- **Text segment**:
————

This Article is From Jul 21, 2023

2-Year-Old US Boy Killed By Brain-Eating Amoeba, Week After Flu Symptoms

The medical staff originally believed he had meningitis. Later, they discovered he had the deadly brain-eating amoeba that caused widespread concern earlier this year.

2-Year-Old US Boy Killed By Brain-Eating Amoeba, Week After Flu Symptoms

The symptoms of the disease appear one to 12 days after the exposure.

A two-year-old boy in Nevada, United States, died on July 19 from the infection of Naegleria fowleri, commonly referred to as the "brain-eating amoeba". Woodrow Bundy's family believes that the infection "infiltrated his body while playing in the water in Ash Springs", as per a report in New York Post

The boy's mother took to Facebook to share the heartbreaking news. "Woodrow Turner Bundy returned victoriously to our father in heaven at 2:56 am. He fought 7 days. The longest any person has survived on record is 3. I knew I had the strongest son in the world," Ms Briana said. 

She added, "He is my hero and I will forever be grateful to God for giving me the goodest baby boy on earth, and I am grateful to know I will have that boy in heaven someday."

The boy's parents initially became aware that something was wrong when their son started exhibiting "flu-like symptoms" last week, according to a social media post by friends of the Bundy family. Ms Briana took him to the hospital right away, where the medical staff originally believed he had meningitis. Later, they discovered he had the deadly brain-eating amoeba that caused widespread concern earlier this year. It also claimed the life of a man in his 50s in the US in February 2023. 

Two days before the incident, Ms Briana claimed in a Facebook post that the Centre for Disease Control and Prevention (CDC) had declined to provide any treatment to the two-year-old because he was "past the point of any survivor". The health agency hasn't responded to her allegations.

Accordion to the CDC, Naegleria fowleri is a type of amoeba (single-celled living organism) that is found in warm freshwater environments like lakes, rivers and hot springs. It can infect the brain when amoeba-containing water passes up the nose and therefore it is also known as the brain-eating amoeba. It is a rare disease, however, it is almost always fatal.

Infection occurs when water containing Naegleria fowleri enters the nose and the amoeba migrates to the brain through the olfactory nerve. It is to be noted that people are not infected by drinking contaminated water if it doesn't go up the nose.

The symptoms of the disease appear one to 12 days after the exposure to Naegleria-containing water. As per the CDC, people die one to 18 days after symptoms appear. Severe frontal headache, fever, nausea, vomiting, stiff neck, seizures, hallucinations and coma are some of the symptoms caused by the amoeba.

————

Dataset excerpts
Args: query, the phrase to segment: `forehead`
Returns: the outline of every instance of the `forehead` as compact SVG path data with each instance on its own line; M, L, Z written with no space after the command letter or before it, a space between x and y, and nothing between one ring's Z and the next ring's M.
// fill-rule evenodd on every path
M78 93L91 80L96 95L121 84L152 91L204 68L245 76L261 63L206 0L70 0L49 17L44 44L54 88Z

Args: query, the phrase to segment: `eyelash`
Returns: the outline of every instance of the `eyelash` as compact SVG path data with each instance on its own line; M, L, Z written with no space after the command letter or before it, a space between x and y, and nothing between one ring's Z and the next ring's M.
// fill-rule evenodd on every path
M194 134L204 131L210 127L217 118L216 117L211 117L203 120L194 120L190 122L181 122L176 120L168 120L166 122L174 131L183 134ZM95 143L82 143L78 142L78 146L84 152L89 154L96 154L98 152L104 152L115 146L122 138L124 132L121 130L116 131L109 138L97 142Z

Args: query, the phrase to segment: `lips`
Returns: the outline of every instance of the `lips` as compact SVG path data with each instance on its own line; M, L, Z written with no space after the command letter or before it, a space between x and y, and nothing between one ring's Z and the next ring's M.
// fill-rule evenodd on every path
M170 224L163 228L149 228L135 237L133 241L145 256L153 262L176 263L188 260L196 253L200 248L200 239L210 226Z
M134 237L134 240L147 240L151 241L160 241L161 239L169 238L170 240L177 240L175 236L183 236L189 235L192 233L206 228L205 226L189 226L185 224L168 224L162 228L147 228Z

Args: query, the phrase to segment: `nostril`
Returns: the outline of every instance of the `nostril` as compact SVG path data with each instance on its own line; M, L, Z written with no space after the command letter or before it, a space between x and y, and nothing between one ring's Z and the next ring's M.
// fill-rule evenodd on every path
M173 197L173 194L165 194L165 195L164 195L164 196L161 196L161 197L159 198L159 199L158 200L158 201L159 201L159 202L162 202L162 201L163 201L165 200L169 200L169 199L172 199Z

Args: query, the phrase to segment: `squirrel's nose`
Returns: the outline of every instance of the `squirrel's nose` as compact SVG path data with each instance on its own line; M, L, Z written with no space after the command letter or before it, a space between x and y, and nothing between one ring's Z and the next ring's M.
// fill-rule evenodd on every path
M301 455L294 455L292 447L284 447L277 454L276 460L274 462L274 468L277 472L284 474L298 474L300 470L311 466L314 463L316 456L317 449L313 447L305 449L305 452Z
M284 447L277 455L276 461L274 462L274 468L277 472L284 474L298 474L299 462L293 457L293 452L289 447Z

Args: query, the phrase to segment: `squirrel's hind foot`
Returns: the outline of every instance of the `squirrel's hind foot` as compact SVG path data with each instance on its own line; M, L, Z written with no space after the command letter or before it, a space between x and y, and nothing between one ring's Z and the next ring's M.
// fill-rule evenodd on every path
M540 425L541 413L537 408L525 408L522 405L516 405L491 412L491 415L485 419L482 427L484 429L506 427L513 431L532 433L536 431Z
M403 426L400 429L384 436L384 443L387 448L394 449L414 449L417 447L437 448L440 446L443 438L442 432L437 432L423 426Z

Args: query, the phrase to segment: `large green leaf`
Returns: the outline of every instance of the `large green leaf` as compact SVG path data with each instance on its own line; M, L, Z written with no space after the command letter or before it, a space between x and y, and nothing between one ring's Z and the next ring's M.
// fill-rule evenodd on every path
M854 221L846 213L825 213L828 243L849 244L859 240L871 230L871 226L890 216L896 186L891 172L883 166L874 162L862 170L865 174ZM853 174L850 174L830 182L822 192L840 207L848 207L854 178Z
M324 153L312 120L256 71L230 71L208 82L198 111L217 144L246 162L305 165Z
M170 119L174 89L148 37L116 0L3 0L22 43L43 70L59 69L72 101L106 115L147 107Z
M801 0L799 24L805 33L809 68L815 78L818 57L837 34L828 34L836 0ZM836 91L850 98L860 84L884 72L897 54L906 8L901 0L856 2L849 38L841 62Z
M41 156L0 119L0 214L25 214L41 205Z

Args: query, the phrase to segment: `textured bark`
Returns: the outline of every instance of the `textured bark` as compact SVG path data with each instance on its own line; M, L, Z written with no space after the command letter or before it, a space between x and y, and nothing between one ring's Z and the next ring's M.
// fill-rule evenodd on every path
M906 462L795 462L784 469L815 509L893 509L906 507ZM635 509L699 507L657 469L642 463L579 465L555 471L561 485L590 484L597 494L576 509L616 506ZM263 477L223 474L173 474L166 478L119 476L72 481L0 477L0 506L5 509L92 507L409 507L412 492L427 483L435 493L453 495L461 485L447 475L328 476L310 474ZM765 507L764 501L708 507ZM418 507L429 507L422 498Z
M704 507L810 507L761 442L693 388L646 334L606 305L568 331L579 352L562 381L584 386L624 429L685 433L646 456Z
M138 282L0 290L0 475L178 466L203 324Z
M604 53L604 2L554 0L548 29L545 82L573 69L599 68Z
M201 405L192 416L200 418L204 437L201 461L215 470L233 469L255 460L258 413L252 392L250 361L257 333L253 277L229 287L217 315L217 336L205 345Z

————

- **Tasks**:
1 > According to the news article about the brain-eating amoeba, what did the medical staff first believe the boy had?
2 > Rewrite the news article from "Accordion to the" up to and including "almost always fatal.", substituting "ponds" for "lakes".

- **Solutions for each task**:
1 > Meningitis.

2 >
Accordion to the CDC, Naegleria fowleri is a type of amoeba (single-celled living organism) that is found in warm freshwater environments like ponds, rivers and hot springs. It can infect the brain when amoeba-containing water passes up the nose and therefore it is also known as the brain-eating amoeba. It is a rare disease, however, it is almost always fatal.